── EXERCISE INPUTS ──
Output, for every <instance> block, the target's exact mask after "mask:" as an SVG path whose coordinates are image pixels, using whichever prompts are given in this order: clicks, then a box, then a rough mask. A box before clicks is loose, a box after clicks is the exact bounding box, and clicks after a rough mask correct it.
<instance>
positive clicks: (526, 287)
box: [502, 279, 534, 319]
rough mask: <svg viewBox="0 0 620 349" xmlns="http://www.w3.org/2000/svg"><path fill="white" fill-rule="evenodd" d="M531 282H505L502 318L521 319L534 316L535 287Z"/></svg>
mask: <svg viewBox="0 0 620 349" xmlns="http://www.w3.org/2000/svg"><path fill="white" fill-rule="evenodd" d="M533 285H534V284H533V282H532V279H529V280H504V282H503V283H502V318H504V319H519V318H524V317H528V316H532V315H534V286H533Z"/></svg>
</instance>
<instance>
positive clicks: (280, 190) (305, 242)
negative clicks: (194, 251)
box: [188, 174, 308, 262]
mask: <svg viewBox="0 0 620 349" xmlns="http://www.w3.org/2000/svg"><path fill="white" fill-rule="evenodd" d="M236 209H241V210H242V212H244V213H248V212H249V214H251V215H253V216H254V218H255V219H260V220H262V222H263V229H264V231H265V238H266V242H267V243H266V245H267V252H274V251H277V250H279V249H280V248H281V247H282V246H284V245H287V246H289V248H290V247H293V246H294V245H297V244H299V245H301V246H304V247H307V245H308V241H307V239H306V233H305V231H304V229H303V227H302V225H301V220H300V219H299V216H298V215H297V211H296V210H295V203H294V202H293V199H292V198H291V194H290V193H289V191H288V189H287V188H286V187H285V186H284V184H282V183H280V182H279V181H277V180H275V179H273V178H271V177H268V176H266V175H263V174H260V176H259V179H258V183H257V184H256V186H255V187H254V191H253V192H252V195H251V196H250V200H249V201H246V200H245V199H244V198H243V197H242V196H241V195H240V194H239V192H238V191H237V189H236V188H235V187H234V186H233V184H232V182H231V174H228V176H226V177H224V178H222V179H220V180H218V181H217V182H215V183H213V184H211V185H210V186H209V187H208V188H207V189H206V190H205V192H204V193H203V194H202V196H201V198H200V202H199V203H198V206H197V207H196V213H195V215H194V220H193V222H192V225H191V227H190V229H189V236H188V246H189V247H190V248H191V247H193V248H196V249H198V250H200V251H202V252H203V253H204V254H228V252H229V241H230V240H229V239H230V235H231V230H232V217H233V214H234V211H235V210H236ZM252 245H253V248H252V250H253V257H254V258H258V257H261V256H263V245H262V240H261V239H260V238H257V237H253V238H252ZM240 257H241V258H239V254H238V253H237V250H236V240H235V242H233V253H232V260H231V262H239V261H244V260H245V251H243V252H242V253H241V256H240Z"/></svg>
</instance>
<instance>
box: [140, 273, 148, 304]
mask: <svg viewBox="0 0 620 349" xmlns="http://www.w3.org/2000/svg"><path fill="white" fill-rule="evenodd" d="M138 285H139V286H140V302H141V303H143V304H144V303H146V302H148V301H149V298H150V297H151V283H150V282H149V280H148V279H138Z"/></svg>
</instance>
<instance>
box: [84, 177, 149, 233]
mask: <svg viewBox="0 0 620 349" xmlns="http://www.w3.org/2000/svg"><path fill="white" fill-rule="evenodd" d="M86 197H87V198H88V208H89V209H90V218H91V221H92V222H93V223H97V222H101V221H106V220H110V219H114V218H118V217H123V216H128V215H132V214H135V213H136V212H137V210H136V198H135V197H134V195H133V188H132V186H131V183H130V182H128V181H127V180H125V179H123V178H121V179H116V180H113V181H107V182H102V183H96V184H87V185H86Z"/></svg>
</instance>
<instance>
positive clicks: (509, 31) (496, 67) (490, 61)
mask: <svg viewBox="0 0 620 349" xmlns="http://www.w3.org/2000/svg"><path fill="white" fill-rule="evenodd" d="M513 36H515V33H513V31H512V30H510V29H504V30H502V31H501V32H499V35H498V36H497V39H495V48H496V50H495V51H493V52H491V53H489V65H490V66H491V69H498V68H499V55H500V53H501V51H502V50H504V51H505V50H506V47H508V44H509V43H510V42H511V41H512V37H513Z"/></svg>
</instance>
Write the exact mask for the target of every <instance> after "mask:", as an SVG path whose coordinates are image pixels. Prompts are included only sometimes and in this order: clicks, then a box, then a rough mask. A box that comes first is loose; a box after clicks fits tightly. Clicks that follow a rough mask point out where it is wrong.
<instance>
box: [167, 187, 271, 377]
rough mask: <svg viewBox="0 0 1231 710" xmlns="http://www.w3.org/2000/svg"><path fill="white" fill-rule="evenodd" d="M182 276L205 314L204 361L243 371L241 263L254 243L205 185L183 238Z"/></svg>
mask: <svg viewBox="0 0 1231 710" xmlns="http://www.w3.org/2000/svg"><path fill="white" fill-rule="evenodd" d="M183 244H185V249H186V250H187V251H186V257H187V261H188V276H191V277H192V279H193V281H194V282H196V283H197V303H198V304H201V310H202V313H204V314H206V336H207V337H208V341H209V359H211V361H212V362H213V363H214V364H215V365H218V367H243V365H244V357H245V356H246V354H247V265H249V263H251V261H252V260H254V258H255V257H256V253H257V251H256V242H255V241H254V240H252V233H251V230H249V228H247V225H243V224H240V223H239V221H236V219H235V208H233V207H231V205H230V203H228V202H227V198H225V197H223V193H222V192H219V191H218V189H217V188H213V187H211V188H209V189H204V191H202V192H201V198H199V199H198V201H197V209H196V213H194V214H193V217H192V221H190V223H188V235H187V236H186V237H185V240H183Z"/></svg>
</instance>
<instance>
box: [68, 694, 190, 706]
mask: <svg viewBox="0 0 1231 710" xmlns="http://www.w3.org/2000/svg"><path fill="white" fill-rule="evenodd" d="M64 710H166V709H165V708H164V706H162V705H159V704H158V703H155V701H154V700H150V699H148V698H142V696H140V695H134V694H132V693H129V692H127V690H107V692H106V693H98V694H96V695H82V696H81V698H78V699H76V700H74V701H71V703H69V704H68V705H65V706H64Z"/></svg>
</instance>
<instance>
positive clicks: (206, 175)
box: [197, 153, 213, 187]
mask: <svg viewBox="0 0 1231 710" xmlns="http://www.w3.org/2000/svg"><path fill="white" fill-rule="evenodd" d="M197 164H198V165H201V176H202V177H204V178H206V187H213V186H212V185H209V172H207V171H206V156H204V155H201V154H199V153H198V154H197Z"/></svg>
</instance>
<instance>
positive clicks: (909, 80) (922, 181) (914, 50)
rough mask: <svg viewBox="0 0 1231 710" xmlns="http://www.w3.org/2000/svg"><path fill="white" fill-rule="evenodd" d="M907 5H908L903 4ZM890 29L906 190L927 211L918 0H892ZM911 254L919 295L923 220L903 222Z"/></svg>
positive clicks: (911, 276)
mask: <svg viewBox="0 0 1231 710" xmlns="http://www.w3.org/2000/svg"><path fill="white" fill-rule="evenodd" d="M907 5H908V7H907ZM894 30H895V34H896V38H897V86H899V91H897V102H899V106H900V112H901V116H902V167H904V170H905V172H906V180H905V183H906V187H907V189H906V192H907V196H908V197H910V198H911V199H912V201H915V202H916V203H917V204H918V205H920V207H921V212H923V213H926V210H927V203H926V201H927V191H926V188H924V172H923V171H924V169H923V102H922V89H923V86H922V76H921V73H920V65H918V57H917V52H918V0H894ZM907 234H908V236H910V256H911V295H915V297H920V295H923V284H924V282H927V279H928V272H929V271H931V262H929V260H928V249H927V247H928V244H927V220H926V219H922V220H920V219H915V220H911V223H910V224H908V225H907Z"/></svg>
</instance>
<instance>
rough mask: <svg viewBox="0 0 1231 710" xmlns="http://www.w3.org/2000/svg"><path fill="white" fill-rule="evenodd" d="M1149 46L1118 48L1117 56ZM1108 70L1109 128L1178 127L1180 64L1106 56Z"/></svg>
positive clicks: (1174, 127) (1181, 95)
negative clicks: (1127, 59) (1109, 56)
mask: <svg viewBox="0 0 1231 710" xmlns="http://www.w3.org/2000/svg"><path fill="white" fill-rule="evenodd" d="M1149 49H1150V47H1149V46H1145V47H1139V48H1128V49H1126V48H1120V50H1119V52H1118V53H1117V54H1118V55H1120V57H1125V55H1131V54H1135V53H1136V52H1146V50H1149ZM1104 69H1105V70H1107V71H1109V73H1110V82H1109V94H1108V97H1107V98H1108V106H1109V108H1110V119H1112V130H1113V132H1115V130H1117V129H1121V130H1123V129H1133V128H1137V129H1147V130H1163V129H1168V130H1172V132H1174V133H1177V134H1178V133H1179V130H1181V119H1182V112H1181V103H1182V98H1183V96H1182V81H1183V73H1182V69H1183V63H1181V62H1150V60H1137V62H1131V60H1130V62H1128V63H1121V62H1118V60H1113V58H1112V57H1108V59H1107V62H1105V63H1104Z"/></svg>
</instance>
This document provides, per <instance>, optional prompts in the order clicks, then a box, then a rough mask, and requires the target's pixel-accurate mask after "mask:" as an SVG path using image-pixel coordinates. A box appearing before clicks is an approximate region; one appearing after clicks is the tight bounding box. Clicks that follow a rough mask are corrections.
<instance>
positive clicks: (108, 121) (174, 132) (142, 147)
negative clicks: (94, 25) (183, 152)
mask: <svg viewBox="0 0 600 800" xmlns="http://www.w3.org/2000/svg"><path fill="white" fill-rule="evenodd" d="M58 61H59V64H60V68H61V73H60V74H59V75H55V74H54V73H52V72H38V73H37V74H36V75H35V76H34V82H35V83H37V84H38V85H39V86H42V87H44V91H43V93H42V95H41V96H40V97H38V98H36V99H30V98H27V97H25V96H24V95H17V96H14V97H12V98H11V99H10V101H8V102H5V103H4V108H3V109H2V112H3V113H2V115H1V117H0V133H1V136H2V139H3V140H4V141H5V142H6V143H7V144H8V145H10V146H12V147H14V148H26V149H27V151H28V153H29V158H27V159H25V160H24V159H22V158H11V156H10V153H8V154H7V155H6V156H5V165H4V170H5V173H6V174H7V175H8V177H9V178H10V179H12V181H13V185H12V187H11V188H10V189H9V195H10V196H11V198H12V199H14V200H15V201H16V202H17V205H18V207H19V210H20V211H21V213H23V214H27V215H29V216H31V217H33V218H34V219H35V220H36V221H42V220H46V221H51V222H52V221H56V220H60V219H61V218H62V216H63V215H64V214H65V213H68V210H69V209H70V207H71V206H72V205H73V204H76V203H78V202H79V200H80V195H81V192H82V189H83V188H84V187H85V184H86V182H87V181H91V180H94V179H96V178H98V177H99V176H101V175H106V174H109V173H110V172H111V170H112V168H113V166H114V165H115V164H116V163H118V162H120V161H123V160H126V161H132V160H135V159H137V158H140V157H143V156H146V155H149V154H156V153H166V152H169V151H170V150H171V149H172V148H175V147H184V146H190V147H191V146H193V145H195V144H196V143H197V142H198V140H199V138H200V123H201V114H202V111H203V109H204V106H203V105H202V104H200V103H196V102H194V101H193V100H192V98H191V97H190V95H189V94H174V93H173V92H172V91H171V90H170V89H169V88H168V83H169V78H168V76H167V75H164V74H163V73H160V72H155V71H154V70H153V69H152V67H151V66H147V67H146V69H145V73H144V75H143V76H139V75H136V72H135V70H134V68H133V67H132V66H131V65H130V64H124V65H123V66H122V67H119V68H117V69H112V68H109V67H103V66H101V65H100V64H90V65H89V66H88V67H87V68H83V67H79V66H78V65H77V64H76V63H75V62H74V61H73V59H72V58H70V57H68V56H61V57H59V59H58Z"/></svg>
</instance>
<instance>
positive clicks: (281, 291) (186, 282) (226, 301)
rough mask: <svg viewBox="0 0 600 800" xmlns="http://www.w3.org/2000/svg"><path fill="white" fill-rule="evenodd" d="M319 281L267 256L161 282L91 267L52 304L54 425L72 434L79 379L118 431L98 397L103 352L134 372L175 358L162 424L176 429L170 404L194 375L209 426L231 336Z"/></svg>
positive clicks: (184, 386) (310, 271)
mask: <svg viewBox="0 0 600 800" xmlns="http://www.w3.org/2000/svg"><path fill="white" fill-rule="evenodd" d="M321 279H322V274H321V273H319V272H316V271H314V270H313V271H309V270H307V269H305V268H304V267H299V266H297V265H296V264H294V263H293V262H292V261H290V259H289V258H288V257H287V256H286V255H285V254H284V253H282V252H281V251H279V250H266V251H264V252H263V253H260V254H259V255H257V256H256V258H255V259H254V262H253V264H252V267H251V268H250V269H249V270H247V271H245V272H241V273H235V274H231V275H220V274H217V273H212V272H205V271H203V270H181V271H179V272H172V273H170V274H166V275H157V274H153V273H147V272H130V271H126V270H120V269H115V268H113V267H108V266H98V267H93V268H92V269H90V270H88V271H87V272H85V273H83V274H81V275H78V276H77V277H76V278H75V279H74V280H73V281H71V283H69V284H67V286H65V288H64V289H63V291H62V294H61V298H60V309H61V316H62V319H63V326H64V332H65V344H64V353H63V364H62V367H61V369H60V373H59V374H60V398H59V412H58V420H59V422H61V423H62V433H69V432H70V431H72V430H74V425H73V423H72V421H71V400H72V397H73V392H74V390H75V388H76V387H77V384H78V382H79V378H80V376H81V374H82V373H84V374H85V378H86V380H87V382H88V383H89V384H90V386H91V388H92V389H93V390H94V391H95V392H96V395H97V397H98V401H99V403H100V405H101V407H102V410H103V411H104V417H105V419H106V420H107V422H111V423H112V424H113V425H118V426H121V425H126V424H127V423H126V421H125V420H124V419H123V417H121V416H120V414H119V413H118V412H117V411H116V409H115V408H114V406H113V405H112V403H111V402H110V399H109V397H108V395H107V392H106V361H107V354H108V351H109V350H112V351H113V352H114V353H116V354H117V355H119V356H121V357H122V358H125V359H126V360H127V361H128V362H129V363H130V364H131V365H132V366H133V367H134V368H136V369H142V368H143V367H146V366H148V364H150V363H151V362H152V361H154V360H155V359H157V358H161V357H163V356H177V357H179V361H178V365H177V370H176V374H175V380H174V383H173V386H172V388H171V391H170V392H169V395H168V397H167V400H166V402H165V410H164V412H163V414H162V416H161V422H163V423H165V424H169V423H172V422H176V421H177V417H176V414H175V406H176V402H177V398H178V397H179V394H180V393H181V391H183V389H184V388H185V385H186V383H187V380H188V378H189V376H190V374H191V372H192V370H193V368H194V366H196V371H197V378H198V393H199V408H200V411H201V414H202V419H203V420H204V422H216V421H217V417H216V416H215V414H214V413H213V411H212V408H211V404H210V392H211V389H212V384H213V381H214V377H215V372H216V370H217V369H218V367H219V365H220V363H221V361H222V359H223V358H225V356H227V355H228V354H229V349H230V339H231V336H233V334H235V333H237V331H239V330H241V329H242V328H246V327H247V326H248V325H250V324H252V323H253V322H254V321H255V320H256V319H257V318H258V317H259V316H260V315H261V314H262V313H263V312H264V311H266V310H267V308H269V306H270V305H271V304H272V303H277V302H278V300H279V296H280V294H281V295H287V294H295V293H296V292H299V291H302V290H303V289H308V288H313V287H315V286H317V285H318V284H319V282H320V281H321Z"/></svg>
───
List every line of the data above that contains the word "pixels", treating uppercase and lowercase as different.

OUTPUT FOR THIS EXERCISE:
Output, for every <instance> block, the target's exact mask after "mask:" as an SVG path whose coordinates are image pixels, using whichever prompts are given in this order: clicks, then a box, then a rough mask. A box before clicks is loose, a box after clicks is the exact bounding box, and clicks after a rough mask correct it.
Write the exact mask for the target of every <instance> after "mask:", as an SVG path whose coordinates are image pixels. Prompts are included only sometimes and in this order: clicks, then a box, then a rough mask. A box that comes first is loose; a box after clicks fits tightly. Clicks that follow a rough mask point out where it is wrong.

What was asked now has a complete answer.